Passage to read:
━━━

RALEIGH, N.C. — The courtroom was packed and curious lawyers stood in the back. All eyes were on John Edwards, making his closing argument on behalf of a 5-year-old girl horribly injured in a wading pool accident.
For 90 minutes, politely but persistently, Edwards spoke, without notes, without missing a key point. Many here that January day in 1997, including the presiding judge, remember it as the best closing argument they had ever heard.
But what Edwards didn't tell the jury, and what even the judge didn't know then, was that the 43-year-old lawyer -- already a legend in the state's legal fraternity -- was taking an enormous gamble.
Only a few days earlier the defendant, the manufacturer of a plastic drain cover for the pool, had offered to settle the case for $17.5 million -- an amount twice as large as any personal injury verdict in North Carolina history. Yet Edwards had persuaded the girl's parents to turn it down and take their chances with the jury.
"I couldn't sleep the night before" that closing argument, Edwards recalled recently. So he lay awake honing his speech.
The jury deliberated for three hours before returning a verdict of $25 million. The verdict, the biggest jury award in Edwards' 20-year career as a personal injury lawyer, was followed a few months later by a $23-million judgment for the parents of a baby born with brain damage.

━━━

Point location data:
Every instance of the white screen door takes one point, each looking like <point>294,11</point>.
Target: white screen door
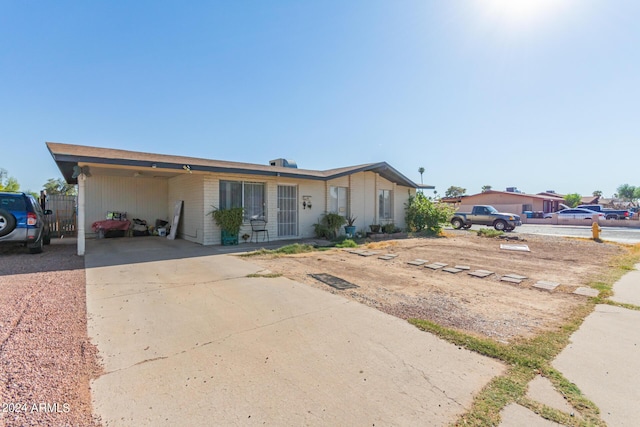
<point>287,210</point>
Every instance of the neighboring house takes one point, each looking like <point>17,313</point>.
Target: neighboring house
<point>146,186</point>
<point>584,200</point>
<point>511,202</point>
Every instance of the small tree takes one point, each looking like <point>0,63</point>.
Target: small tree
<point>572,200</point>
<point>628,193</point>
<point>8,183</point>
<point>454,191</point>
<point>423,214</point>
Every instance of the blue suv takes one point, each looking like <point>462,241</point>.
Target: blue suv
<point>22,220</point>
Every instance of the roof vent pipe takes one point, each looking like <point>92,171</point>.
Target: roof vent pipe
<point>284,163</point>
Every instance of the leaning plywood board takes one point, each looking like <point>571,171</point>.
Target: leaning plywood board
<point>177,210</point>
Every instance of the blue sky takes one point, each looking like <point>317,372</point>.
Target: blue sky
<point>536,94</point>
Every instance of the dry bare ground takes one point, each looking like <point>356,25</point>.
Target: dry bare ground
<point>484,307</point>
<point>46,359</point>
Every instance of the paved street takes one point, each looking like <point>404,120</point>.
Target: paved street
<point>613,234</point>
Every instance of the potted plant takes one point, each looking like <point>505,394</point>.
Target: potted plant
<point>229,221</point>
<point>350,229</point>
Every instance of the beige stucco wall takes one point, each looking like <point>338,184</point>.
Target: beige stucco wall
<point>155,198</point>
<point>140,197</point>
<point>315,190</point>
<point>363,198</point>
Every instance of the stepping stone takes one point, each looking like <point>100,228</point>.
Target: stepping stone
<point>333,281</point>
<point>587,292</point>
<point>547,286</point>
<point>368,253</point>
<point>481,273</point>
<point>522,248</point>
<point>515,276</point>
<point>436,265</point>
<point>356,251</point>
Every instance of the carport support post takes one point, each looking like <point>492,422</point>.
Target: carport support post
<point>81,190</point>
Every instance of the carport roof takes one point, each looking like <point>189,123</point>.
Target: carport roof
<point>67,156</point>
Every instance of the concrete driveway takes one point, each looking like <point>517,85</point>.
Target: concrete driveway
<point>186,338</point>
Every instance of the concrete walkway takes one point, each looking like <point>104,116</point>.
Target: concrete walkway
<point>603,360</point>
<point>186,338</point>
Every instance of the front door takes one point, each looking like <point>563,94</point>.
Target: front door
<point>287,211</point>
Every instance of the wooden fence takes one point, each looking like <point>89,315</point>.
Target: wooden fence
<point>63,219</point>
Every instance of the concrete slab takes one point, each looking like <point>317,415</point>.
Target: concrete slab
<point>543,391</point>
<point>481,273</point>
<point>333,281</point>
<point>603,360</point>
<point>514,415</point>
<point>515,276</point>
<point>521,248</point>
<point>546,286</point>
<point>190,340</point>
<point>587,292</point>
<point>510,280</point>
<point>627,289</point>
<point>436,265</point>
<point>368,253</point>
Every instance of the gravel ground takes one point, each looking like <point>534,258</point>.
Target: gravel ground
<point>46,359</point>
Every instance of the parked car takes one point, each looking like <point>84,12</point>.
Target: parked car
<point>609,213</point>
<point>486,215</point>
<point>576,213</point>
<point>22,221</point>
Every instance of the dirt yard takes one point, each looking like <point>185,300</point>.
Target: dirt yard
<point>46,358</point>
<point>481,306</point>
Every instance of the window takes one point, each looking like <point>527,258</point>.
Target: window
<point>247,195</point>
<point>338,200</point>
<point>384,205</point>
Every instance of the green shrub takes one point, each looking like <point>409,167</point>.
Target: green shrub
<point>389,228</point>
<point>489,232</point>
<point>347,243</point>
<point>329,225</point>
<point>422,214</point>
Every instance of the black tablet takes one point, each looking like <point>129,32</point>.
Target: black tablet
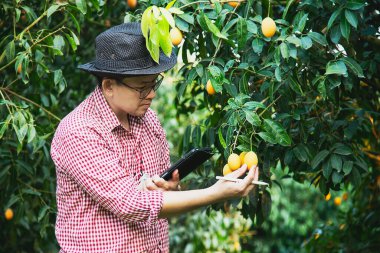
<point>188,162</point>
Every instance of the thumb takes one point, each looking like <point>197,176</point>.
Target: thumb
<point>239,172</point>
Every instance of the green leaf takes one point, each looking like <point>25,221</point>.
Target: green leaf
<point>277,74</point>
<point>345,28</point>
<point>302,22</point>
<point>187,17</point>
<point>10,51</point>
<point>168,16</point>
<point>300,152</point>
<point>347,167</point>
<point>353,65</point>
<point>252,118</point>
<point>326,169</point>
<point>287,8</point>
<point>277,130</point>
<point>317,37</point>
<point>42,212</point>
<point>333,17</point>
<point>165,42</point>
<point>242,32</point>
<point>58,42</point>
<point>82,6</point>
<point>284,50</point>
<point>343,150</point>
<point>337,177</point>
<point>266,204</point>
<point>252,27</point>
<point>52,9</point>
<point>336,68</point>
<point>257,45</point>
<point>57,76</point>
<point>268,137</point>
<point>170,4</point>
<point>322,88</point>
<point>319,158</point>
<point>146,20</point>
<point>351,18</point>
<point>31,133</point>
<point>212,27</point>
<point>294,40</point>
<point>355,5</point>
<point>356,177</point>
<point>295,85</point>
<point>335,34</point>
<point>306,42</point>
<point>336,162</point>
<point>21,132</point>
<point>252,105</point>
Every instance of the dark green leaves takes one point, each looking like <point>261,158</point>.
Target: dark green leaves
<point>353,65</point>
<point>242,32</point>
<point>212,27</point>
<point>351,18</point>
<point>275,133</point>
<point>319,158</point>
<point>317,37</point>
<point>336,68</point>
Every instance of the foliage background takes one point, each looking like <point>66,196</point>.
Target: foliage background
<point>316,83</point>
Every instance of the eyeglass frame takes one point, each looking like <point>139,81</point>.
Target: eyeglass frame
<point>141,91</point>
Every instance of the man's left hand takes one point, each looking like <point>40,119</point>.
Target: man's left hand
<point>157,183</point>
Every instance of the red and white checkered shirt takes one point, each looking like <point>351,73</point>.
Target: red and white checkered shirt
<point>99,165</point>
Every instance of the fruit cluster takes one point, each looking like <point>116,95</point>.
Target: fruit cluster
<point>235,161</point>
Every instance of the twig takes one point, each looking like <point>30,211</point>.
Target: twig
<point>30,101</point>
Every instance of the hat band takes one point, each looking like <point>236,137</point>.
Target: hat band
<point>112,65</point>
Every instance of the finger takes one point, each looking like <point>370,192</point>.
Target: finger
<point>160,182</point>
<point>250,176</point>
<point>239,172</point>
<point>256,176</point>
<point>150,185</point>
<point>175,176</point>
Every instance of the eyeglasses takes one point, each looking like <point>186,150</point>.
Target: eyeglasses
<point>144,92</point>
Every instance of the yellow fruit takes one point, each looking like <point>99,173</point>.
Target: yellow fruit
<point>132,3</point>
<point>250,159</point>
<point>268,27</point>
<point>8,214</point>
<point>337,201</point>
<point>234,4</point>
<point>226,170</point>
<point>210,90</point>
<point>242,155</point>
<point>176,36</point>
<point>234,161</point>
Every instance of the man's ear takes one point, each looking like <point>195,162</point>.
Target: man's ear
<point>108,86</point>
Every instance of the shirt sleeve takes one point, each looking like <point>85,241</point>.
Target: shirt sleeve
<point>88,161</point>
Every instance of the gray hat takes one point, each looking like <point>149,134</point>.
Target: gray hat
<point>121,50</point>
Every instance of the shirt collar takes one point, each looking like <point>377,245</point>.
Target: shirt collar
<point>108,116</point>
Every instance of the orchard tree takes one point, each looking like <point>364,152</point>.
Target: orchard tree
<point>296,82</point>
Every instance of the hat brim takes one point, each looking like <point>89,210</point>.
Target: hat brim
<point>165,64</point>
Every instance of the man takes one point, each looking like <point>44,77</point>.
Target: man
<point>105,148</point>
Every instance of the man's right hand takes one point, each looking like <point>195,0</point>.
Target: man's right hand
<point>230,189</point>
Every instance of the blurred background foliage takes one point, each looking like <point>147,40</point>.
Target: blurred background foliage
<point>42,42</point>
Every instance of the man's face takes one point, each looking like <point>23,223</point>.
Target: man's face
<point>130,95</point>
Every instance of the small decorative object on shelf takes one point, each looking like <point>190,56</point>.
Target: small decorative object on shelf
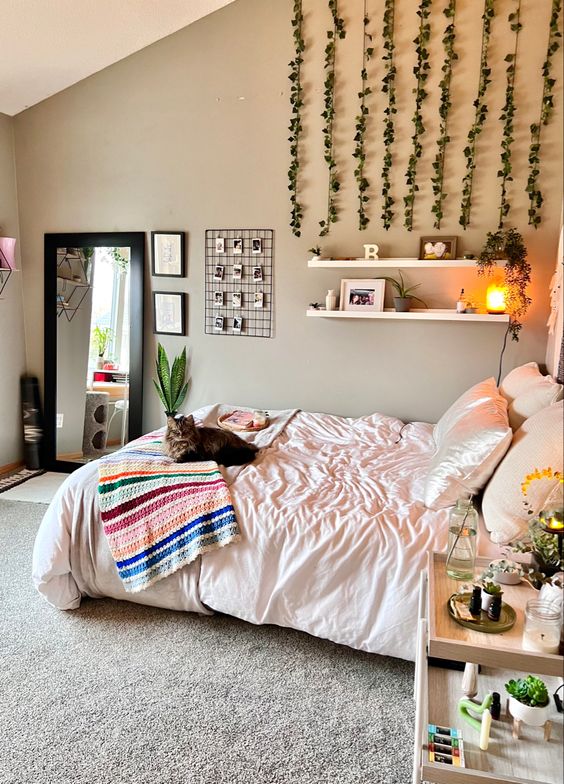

━━━

Study questions:
**a.** List every dollar amount that appears in the article about John Edwards.
**b.** Keep writing the article about John Edwards, starting right after its last sentence.

Responses in order:
**a.** $17.5 million, $25 million, $23 million

**b.**
But then, abruptly, Edwards gave it all up to enter politics and challenge Republican Sen. Lauch Faircloth, a conservative hog farmer and ally of Sen. Jesse Helms. Edwards spent $6.5 million of his own money -- nearly three-fourths of his total campaign war chest -- and defeated the incumbent, 51% to 47%.
Why did Edwards abandon a lucrative career to run for the Senate? Friends say those last two major cases, coming on the heels of the death of his son in an automobile accident, made Edwards reassess his life's priorities. He has said the decision grew out of his desire to help people on a larger scale than that offered by a court case. And some say it was equal parts ambition and competitive drive.
Now, approaching the end of his term in the Senate, Edwards is running for the Democratic presidential nomination. He's gambling on that race too; he's already announced that, win or lose, he won't run for reelection to the Senate. Polls and pundits dismiss him as a long shot. But those who know Edwards best know better than to count him out.
"John is very competitive, and he has unlimited self-confidence," said David Kirby, his law partner and longtime friend. "And he rises to a challenge."
A Modest Beginning
John Edwards, 50, made a fortune during a career representing injured plaintiffs, winning more than $150 million in judgments from the state's notoriously tight-fisted juries. But he was born into a family of modest means. His father was a mill worker in Seneca, S.C., and his parents had to borrow $50 from a bank to pay the hospital cost for the birth of their first child, Johnny Reid Edwards.
The family moved to textile-mill towns across the South until settling in Robbins, N.C., where Edwards went to high school. He enrolled in textile studies at North Carolina State University. But what he really wanted to do was become a lawyer, so he went on to the University of North Carolina Law School. While there, he met Elizabeth Anania, the dark-haired daughter of a military family, and they married the summer after graduation.
The couple moved to Nashville, where Edwards worked as a corporate defense lawyer and his wife worked in bankruptcy law. After three years, they returned to North Carolina, and Edwards joined a law practice representing injured plaintiffs, especially children. Joined by Kirby, he would later set up his own firm specializing in personal injury suits.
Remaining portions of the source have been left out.